- **Task to complete**
From the line with "fan motor housing." through the final line below, restate each line word for word and return nothing else.

___ Raw data

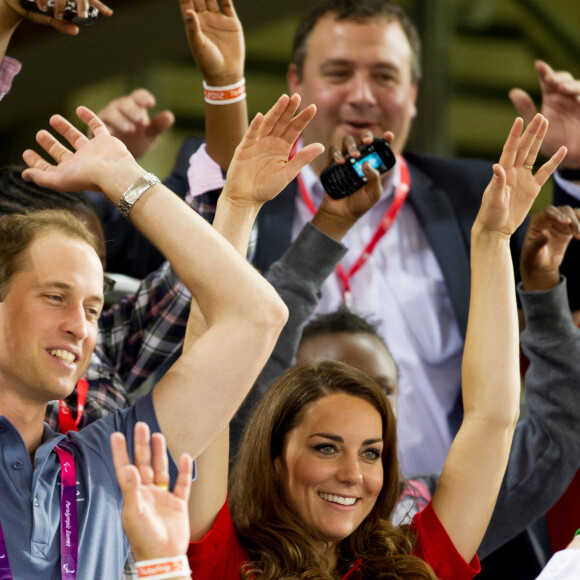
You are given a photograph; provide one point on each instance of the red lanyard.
(384, 226)
(65, 419)
(69, 545)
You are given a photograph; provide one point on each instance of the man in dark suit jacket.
(366, 79)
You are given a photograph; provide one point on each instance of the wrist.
(116, 178)
(224, 79)
(173, 567)
(335, 227)
(232, 203)
(225, 94)
(481, 235)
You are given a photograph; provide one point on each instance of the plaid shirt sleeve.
(135, 337)
(9, 68)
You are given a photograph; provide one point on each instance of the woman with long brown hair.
(317, 476)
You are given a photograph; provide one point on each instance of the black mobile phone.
(70, 12)
(342, 180)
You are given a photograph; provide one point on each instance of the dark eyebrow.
(339, 439)
(68, 287)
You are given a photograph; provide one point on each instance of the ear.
(293, 79)
(278, 466)
(413, 104)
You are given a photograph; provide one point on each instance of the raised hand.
(94, 164)
(261, 167)
(514, 187)
(560, 105)
(56, 21)
(155, 520)
(127, 118)
(216, 39)
(548, 235)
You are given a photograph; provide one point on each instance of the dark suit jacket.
(570, 266)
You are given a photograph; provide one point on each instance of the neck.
(28, 419)
(328, 556)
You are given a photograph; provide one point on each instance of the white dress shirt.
(401, 289)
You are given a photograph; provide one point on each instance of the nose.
(75, 322)
(361, 90)
(349, 471)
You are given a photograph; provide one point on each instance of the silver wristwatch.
(135, 191)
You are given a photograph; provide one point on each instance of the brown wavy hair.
(279, 546)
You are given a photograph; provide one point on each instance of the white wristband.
(162, 568)
(225, 95)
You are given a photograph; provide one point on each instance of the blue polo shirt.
(30, 497)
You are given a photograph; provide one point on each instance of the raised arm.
(198, 396)
(154, 518)
(216, 40)
(561, 106)
(472, 474)
(545, 453)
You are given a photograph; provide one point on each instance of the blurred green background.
(474, 51)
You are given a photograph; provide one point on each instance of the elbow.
(275, 315)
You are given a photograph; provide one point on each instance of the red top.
(220, 554)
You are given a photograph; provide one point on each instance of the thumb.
(523, 103)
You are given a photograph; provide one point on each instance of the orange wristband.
(225, 95)
(163, 568)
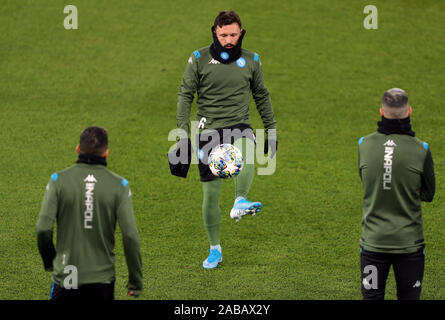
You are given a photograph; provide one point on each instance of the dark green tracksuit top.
(87, 200)
(397, 174)
(223, 91)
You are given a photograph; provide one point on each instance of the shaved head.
(395, 104)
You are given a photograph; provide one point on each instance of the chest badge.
(241, 62)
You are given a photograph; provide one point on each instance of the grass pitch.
(122, 68)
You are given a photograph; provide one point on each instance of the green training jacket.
(87, 200)
(223, 91)
(397, 173)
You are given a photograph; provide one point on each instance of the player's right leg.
(374, 269)
(211, 214)
(408, 271)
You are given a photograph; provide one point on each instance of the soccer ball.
(226, 161)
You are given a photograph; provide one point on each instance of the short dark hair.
(94, 140)
(395, 98)
(225, 18)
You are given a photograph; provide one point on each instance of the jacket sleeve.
(428, 187)
(45, 224)
(186, 93)
(261, 96)
(131, 240)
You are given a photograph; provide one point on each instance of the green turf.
(121, 69)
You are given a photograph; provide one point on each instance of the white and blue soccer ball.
(226, 161)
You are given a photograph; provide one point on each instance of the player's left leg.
(244, 180)
(408, 271)
(211, 214)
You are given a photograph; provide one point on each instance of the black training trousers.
(408, 271)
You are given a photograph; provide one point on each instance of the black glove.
(273, 143)
(179, 159)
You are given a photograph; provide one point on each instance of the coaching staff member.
(87, 200)
(397, 173)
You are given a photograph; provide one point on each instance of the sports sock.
(244, 180)
(211, 213)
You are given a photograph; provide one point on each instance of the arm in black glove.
(180, 158)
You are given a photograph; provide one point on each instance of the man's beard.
(224, 54)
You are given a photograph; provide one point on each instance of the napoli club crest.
(241, 62)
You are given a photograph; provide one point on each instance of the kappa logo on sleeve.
(90, 183)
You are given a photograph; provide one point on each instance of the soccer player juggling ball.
(223, 75)
(397, 173)
(87, 200)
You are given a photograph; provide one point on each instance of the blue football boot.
(242, 206)
(213, 259)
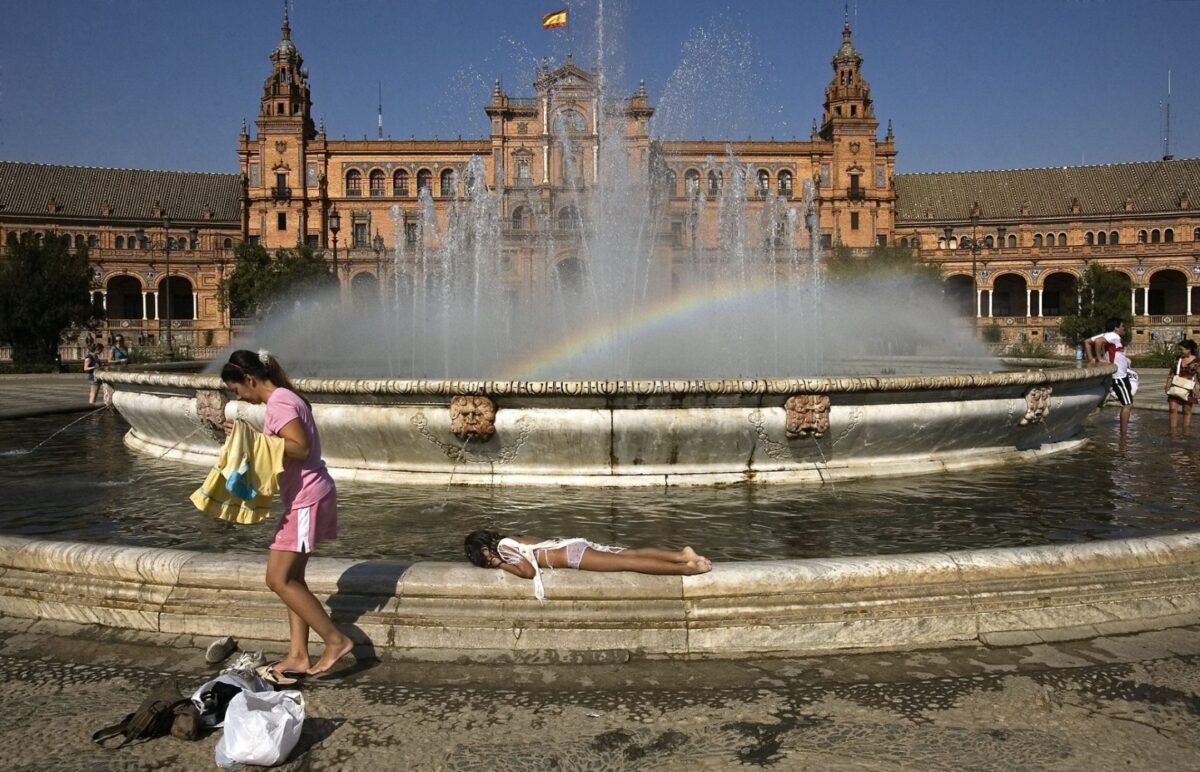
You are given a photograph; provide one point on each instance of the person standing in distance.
(1109, 347)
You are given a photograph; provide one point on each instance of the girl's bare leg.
(594, 561)
(285, 576)
(672, 556)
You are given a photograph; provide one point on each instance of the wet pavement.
(1107, 704)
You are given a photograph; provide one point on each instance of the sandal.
(279, 677)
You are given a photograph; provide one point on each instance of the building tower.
(275, 181)
(859, 192)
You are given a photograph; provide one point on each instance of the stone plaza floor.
(1127, 702)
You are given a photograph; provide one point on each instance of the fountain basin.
(748, 609)
(643, 432)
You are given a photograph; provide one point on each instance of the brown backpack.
(154, 718)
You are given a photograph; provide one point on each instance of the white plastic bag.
(261, 728)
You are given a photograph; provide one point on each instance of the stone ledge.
(785, 608)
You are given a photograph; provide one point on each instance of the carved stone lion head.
(808, 416)
(473, 417)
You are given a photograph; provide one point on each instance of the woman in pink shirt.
(310, 507)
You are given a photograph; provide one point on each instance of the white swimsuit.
(513, 551)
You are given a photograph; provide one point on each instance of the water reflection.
(87, 485)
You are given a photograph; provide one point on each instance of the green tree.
(45, 288)
(880, 263)
(1103, 294)
(258, 280)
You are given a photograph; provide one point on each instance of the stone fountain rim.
(1045, 371)
(433, 611)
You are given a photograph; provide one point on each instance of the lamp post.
(975, 244)
(377, 243)
(335, 225)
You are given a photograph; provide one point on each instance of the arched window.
(569, 219)
(354, 183)
(377, 187)
(570, 121)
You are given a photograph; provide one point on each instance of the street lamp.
(377, 243)
(975, 244)
(165, 245)
(335, 225)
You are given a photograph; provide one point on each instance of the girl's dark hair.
(262, 365)
(479, 540)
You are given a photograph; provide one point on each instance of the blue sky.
(969, 84)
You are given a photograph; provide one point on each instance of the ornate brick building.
(540, 151)
(1026, 234)
(148, 234)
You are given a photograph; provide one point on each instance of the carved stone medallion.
(1037, 405)
(808, 416)
(210, 412)
(473, 417)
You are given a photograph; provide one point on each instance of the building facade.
(1012, 244)
(159, 241)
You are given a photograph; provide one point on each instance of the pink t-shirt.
(303, 483)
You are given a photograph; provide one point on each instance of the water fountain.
(741, 369)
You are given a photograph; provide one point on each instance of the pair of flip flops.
(271, 674)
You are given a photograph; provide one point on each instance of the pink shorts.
(303, 528)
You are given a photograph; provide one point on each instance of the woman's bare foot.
(334, 651)
(292, 665)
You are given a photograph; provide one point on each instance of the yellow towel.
(253, 461)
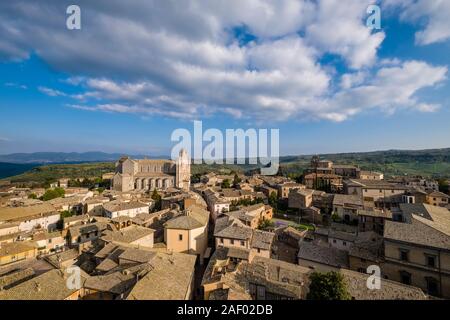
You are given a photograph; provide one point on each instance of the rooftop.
(324, 255)
(20, 213)
(169, 279)
(115, 206)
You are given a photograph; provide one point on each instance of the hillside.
(64, 157)
(48, 173)
(12, 169)
(430, 163)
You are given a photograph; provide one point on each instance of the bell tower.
(183, 167)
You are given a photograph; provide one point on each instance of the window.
(431, 261)
(404, 255)
(405, 277)
(432, 286)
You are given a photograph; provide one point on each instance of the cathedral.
(150, 174)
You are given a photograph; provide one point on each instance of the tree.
(157, 197)
(53, 194)
(236, 180)
(327, 286)
(443, 186)
(273, 199)
(265, 224)
(226, 184)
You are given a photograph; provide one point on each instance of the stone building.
(417, 251)
(150, 174)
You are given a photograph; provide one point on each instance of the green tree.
(265, 224)
(327, 286)
(273, 199)
(443, 186)
(157, 197)
(53, 194)
(236, 180)
(226, 184)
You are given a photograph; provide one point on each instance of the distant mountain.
(62, 157)
(12, 169)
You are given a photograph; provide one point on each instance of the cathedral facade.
(150, 174)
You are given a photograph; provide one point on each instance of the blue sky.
(123, 85)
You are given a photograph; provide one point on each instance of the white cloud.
(181, 59)
(51, 92)
(436, 14)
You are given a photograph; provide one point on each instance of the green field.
(50, 173)
(428, 163)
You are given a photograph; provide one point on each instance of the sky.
(137, 71)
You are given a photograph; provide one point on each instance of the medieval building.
(150, 174)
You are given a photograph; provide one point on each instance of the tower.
(183, 170)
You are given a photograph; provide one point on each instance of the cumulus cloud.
(436, 14)
(183, 59)
(51, 92)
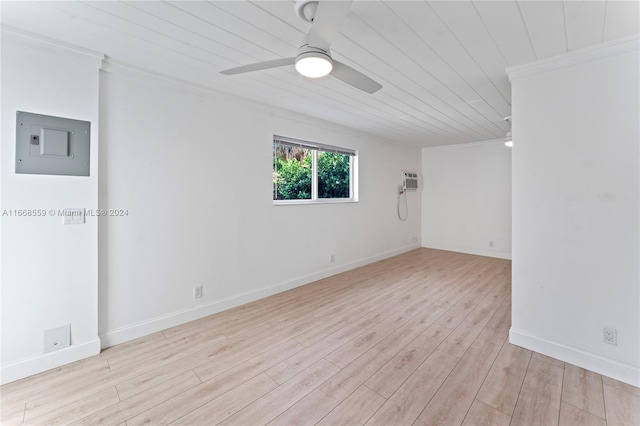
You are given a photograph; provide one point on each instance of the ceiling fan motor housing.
(306, 9)
(318, 61)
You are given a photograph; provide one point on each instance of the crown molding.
(576, 57)
(464, 145)
(23, 39)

______

- **Solution**
You are given a photograph; provide one point on each instance of the ceiling fan motor housing.
(306, 9)
(318, 61)
You are given a photograph; provide one point on each instance of the crown molding.
(576, 57)
(464, 145)
(23, 39)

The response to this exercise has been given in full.